→ **Data supplied**

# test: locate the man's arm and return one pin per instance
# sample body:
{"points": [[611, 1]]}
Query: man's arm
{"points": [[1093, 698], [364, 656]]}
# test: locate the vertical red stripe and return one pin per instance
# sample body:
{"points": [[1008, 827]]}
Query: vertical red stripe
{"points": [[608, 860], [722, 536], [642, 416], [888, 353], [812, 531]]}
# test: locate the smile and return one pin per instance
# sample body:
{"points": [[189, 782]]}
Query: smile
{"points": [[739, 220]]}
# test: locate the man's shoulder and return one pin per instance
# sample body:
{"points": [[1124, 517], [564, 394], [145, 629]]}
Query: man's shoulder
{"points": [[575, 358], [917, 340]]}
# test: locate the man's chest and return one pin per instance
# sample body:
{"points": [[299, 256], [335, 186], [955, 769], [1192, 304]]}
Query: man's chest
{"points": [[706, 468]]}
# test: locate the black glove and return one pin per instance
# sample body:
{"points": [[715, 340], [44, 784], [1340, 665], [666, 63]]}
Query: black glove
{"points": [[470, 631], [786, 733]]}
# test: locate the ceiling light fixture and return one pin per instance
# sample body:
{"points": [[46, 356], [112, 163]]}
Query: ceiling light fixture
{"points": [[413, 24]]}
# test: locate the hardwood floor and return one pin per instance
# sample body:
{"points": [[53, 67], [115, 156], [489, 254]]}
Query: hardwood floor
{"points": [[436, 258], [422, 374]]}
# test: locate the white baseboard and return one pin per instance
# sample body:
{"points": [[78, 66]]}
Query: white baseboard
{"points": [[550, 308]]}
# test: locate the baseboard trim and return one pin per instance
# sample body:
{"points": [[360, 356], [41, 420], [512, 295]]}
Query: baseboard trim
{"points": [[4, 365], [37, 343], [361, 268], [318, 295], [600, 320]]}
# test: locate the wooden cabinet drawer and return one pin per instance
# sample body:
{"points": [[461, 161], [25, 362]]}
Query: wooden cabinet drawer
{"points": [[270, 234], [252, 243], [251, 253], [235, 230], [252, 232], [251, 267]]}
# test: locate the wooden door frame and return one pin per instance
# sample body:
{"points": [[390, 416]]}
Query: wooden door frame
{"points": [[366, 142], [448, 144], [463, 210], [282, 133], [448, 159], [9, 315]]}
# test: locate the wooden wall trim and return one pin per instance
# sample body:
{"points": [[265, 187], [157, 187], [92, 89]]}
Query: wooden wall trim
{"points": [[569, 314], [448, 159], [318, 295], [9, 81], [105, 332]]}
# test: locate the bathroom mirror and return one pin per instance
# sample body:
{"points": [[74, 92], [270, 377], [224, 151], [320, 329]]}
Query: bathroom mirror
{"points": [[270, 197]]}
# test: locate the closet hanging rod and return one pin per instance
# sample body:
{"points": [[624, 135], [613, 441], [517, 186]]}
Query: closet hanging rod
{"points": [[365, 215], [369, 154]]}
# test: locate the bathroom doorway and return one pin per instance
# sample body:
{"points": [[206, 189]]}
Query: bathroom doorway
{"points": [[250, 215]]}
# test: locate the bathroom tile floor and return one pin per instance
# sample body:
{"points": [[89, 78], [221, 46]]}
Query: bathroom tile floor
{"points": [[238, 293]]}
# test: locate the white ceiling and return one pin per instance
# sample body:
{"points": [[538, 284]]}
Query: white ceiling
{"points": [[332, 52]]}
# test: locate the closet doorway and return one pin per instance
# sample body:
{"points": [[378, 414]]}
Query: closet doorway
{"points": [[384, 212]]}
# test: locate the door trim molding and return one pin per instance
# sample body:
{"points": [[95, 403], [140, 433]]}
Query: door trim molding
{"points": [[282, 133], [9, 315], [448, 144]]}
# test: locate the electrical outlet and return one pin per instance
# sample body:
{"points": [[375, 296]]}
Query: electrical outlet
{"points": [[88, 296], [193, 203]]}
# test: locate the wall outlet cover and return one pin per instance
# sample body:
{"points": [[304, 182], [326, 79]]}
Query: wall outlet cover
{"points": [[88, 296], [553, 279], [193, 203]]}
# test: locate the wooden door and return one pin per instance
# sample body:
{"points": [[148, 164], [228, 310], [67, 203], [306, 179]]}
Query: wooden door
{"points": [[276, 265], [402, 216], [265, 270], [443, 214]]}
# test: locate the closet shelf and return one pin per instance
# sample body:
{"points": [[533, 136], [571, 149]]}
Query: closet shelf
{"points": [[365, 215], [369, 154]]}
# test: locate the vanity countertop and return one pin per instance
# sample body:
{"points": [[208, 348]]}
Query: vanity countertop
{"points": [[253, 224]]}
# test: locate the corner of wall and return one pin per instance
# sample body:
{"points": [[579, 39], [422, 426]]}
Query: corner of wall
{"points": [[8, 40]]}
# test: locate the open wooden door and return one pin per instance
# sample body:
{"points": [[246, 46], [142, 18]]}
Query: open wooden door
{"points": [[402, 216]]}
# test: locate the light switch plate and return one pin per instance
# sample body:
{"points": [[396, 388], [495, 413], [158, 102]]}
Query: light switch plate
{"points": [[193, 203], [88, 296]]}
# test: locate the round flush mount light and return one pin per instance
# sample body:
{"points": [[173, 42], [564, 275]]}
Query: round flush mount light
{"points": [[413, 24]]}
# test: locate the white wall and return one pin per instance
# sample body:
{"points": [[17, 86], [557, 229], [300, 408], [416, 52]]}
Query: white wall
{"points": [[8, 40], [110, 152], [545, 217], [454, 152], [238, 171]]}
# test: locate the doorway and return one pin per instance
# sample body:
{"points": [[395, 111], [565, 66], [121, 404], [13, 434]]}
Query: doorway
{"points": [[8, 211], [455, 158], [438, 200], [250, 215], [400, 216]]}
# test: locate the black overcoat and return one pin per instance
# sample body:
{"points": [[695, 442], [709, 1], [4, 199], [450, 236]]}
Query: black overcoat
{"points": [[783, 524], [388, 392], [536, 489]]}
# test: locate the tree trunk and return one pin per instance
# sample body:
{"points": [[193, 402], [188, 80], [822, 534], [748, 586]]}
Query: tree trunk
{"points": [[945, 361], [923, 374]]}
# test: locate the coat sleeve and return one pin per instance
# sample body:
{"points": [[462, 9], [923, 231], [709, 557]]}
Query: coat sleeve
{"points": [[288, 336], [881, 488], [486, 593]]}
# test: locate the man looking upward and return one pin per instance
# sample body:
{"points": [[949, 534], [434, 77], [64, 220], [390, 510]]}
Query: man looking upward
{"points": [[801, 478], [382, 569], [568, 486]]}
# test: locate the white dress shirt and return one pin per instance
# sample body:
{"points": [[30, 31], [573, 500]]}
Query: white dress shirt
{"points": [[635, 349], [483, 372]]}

→ **What you have to do**
Repeat only the stretch of lines starting at the one containing "# test: locate the coat" and running to the final line of the entries above.

→ **The solution**
# test: locate the coat sleeve and return one pin per instance
# sample body:
{"points": [[462, 9], [923, 231], [709, 557]]}
Query: coat sleeve
{"points": [[288, 336], [881, 488], [486, 593]]}
# test: locate the man looking upward and return one pin per instance
# sample body:
{"points": [[949, 534], [434, 77], [64, 220], [390, 510]]}
Query: man looking upward
{"points": [[801, 478], [382, 569], [568, 486]]}
# test: locate the white dress shirt and return one pin per instance
# sample body:
{"points": [[30, 31], [573, 500]]}
Query: white dress shirt
{"points": [[635, 349], [483, 372]]}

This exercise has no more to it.